TEXTE DE L’EXERCICE.
Mala junta
Claudia Huaiquimilla | Chili | 89’ | 2017
Pour éviter l’internement dans un centre de rééducation, une solution de la dernière chance s’offre à Tano, 16 ans. Il est expédié dans le sud du Chili chez son père qu’il n’a pas vu depuis des années. Entre l’ennui de la vie à la campagne et le ressentiment pour son père, une amitié va naître entre l’ado rebelle et Cheo, un garçon timide et maladroit harcelé en raison de ses origines indigènes. Alors que la communauté mapuche doit faire face à de fausses accusations et affronte la violence policière, Tano découvre des facettes de Cheo qui vont forcer son respect. D’origine mapuche, la réalisatrice a voulu mettre en scène dans un contexte politique particulier, celui de la violence exercée contre les Mapuches, une trajectoire commune de deux ados souffrant des préjugés et cherchant à trouver leur place dans un monde duquel ils sont laissés en marge.
Claudia Huaiquimilla
Claudia HUAIQUIMILLA (Chili, 1987) est diplômée en direction audiovisuelle de l’Université Catholique du Chili. Son court-métrage San Juan, la noche más larga (2012) abordait ses racines mapuches. C’est également le sujet de son premier long-métrage Mala junta produit et tourné dans une communauté mapuche.
Article publié le Mardi 13 mars 2018 signé par Stanislas Claude et disponible sur le site : https://publikart.net/belle-histoire-dadolescents-film-chilien-mala-junta/
Une belle histoire d’adolescents chiliens dans le film Mala Junta
Le premier film de la réalisatrice chilienne Claudia Huaiquimilla s’intéresse à Tano et Cheo, deux adolescents aux destins contraires et aux influences cruciales sur leurs existences respectives. Le premier est autant turbulent et colérique que le second est placide et sujet aux moqueries de ses camarades. Le film très réaliste, voire naturaliste, se concentre sur une période de la vie de tous les possibles tout en pointant du doigt le combat pour la défense du territoire Mapuche, communauté aborigène objet d’une féroce répression par le gouvernement central chilien.

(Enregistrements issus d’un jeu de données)
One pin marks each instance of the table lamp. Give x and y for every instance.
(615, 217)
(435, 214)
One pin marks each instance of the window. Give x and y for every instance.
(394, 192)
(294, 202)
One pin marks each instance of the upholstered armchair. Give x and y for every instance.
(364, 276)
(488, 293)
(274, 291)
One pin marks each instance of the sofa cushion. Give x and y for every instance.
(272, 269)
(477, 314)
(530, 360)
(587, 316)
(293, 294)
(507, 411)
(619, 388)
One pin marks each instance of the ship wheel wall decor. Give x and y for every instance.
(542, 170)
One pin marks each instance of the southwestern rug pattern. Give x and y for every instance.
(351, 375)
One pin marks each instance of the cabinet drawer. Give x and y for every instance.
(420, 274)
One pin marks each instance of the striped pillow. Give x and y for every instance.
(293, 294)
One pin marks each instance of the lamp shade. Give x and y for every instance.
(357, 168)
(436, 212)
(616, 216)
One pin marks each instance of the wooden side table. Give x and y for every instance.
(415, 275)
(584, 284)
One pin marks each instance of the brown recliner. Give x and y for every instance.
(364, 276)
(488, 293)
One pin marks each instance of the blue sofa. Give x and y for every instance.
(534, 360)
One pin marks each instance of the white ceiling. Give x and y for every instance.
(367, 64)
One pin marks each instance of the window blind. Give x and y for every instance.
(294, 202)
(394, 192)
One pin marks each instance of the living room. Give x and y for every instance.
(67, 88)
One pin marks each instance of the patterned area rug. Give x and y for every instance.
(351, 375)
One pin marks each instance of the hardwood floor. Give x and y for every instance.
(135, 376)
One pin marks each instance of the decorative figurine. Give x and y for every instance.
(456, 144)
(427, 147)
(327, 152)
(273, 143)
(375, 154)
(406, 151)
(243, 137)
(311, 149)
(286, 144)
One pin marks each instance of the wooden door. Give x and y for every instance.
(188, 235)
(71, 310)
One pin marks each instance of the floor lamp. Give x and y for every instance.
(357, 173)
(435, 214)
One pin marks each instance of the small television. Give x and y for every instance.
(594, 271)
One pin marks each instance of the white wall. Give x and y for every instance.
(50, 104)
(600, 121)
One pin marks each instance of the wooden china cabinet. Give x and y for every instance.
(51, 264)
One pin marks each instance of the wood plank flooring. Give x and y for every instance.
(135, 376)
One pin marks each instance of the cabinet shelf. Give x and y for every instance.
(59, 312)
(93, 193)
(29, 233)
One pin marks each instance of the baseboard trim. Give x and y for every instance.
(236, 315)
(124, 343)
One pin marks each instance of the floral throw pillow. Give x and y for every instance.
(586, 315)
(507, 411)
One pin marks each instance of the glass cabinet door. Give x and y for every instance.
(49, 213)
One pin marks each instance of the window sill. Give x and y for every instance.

TRAVAIL À FAIRE.
• A. Dans le texte sur Mala junta, réécrivez sous forme de liste le paragraphe qui commence par « Claudia HUAIQUIMILLA (Chili, 1987) », en conservant ses faits principaux.
• B. Recopiez à l’identique, dans le texte sur Mala junta, la partie qui s’ouvre sur les mots contenant « Article publié le » et se termine par « gouvernement central chilien. ».

RÉPONSES AUX CONSIGNES.
• A.
- Claudia Huaiquimilla est née au Chili en 1987.
- Elle est diplômée en direction audiovisuelle de l’Université Catholique du Chili.
- Son court-métrage San Juan, la noche más larga (2012) abordait ses racines mapuches.
- Ce thème est aussi celui de son premier long-métrage, Mala junta, produit et tourné dans une communauté mapuche.

• B.
Article publié le Mardi 13 mars 2018 signé par Stanislas Claude et disponible sur le site : https://publikart.net/belle-histoire-dadolescents-film-chilien-mala-junta/
Une belle histoire d’adolescents chiliens dans le film Mala Junta
Le premier film de la réalisatrice chilienne Claudia Huaiquimilla s’intéresse à Tano et Cheo, deux adolescents aux destins contraires et aux influences cruciales sur leurs existences respectives. Le premier est autant turbulent et colérique que le second est placide et sujet aux moqueries de ses camarades. Le film très réaliste, voire naturaliste, se concentre sur une période de la vie de tous les possibles tout en pointant du doigt le combat pour la défense du territoire Mapuche, communauté aborigène objet d’une féroce répression par le gouvernement central chilien.